▶ [Direction]: Reproduce the lines below word for word, omitting the picture from your reproduction.

▶ [Data extract]:
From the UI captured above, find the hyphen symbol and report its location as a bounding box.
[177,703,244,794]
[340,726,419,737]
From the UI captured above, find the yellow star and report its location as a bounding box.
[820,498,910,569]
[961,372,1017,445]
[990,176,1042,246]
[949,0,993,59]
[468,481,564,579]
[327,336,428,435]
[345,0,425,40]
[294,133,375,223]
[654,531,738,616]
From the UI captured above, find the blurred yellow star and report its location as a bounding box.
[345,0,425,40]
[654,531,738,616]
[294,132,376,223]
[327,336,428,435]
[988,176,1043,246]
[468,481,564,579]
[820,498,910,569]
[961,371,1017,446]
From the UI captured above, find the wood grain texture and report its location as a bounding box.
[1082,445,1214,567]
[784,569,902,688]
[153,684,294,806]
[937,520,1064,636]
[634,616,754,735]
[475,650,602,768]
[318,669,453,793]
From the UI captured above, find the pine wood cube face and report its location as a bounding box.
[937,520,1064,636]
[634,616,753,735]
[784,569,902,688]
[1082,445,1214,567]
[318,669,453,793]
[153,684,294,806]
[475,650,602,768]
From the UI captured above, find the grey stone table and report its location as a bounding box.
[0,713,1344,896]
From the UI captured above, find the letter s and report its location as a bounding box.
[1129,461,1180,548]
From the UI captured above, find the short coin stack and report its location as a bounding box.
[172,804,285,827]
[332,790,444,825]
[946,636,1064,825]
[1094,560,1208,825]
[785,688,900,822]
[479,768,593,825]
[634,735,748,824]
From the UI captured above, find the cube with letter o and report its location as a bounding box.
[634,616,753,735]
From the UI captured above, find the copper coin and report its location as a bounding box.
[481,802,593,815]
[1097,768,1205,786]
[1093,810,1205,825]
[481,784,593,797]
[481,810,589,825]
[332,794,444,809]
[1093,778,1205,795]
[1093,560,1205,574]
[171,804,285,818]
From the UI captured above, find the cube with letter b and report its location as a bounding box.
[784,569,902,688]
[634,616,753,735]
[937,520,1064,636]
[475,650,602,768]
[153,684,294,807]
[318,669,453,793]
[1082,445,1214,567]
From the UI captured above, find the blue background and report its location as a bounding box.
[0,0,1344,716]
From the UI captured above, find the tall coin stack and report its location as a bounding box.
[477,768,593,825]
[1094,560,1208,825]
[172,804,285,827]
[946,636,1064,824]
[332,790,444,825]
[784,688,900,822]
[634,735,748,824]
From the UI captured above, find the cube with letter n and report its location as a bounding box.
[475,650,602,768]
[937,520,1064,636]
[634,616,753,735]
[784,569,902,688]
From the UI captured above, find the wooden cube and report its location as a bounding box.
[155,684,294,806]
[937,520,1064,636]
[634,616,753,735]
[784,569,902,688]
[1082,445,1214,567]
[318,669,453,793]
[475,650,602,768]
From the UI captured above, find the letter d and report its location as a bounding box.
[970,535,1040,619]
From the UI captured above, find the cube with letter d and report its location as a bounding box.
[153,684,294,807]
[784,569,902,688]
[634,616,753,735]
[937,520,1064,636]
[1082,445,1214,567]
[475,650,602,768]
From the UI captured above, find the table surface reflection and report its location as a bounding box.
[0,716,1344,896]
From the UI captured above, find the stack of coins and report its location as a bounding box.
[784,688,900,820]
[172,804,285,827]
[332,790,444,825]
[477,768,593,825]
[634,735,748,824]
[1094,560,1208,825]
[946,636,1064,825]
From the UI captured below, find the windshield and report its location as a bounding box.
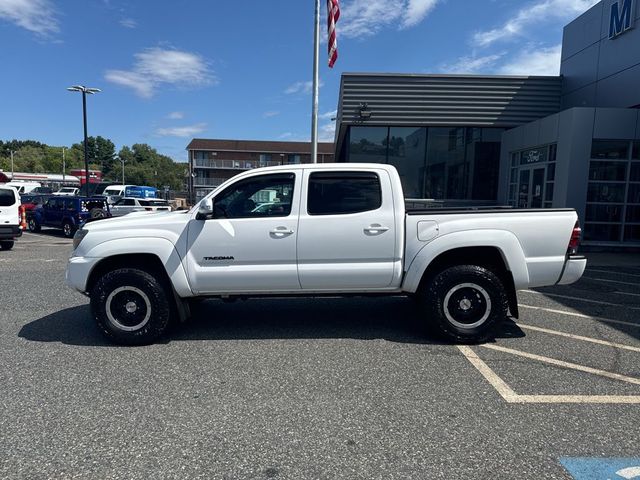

▶ [Result below]:
From the UI captured above, find the hyphen symbol and report its location as a bounding box.
[177,703,244,794]
[340,726,419,737]
From the UI captured above, find the yellow star and report its location as a bounding box.
[820,498,910,569]
[961,372,1017,445]
[990,176,1042,246]
[949,0,993,59]
[468,481,564,579]
[327,336,428,435]
[345,0,425,40]
[294,133,375,223]
[654,531,738,616]
From the UI captured above, find the blurred yellow star and report its location as a bounding box.
[345,0,425,40]
[654,531,738,616]
[294,132,376,223]
[327,336,428,435]
[988,176,1043,246]
[468,481,564,579]
[820,498,910,569]
[961,371,1017,446]
From the UI captured above, find the wood grain texture and report its location as a bounding box.
[1082,445,1214,567]
[784,569,902,688]
[153,684,294,806]
[937,520,1064,636]
[634,616,754,735]
[475,650,602,768]
[318,669,453,793]
From the UI captured above, find the pine wood cube face and report its location as a bounding box.
[937,520,1064,636]
[634,616,753,735]
[784,569,902,688]
[1082,445,1214,567]
[318,669,453,793]
[153,684,294,806]
[475,650,602,768]
From the UI captured above, find the grey stone table and report its location as a bounding box.
[0,713,1344,896]
From the UI captured above, find the letter s and report its location as a bounding box.
[1129,461,1180,548]
From the UI captured above, find the short coin stack and report its location as a bounding box.
[172,804,285,827]
[332,790,444,825]
[946,636,1064,825]
[1094,560,1208,825]
[785,688,900,822]
[479,768,593,825]
[634,735,748,824]
From the UI captured above, find the cube with letter o and report its location as a bounding box.
[634,616,753,735]
From the UI captured above, find the copper coin and report its location as a bounding box.
[481,802,593,815]
[1097,768,1205,786]
[1093,810,1205,825]
[481,784,593,797]
[481,810,589,825]
[332,794,444,809]
[1093,778,1205,795]
[1093,560,1205,574]
[171,804,285,818]
From the UI captured above, find the cube with letter b and report its location as a bounding box.
[784,569,902,688]
[634,616,753,735]
[937,520,1064,636]
[475,650,602,768]
[153,684,294,807]
[318,669,453,793]
[1082,445,1214,567]
From the UI captured above, find the blue background and report its location as a bounding box.
[0,0,1344,716]
From the UI captured above, find the tall coin stack and report its location as a bounding box.
[477,768,593,825]
[1094,560,1208,825]
[172,804,285,827]
[946,636,1064,824]
[332,790,444,825]
[784,688,900,822]
[634,735,748,824]
From the UI captured above, find the cube with letter n and report its location as a bounding box.
[475,650,602,768]
[937,520,1064,636]
[634,616,753,735]
[784,569,902,688]
From the UI captured above, find the wooden cube and report its location as a bounding box.
[155,684,294,806]
[937,520,1064,636]
[634,616,753,735]
[784,569,902,688]
[1082,445,1214,567]
[318,669,453,793]
[475,650,602,768]
From the UI captured above, find the letter d and report its location as a bounding box.
[970,535,1040,619]
From the UI captured above, find the cube with letter d and report its location as a bounding box.
[153,684,294,807]
[784,569,902,688]
[634,616,753,735]
[937,520,1064,636]
[1082,445,1214,567]
[475,650,602,768]
From the UI captured above, find the table surface reflection and report its location as a bounding box.
[0,716,1344,896]
From the UI captured above, find the stack of coins and report its location as a bounding box.
[784,688,900,820]
[172,804,285,827]
[332,790,444,825]
[477,768,593,825]
[634,735,748,824]
[1094,560,1208,825]
[946,636,1064,825]
From the UI captured below, find the windshield and report its location as a bounding box.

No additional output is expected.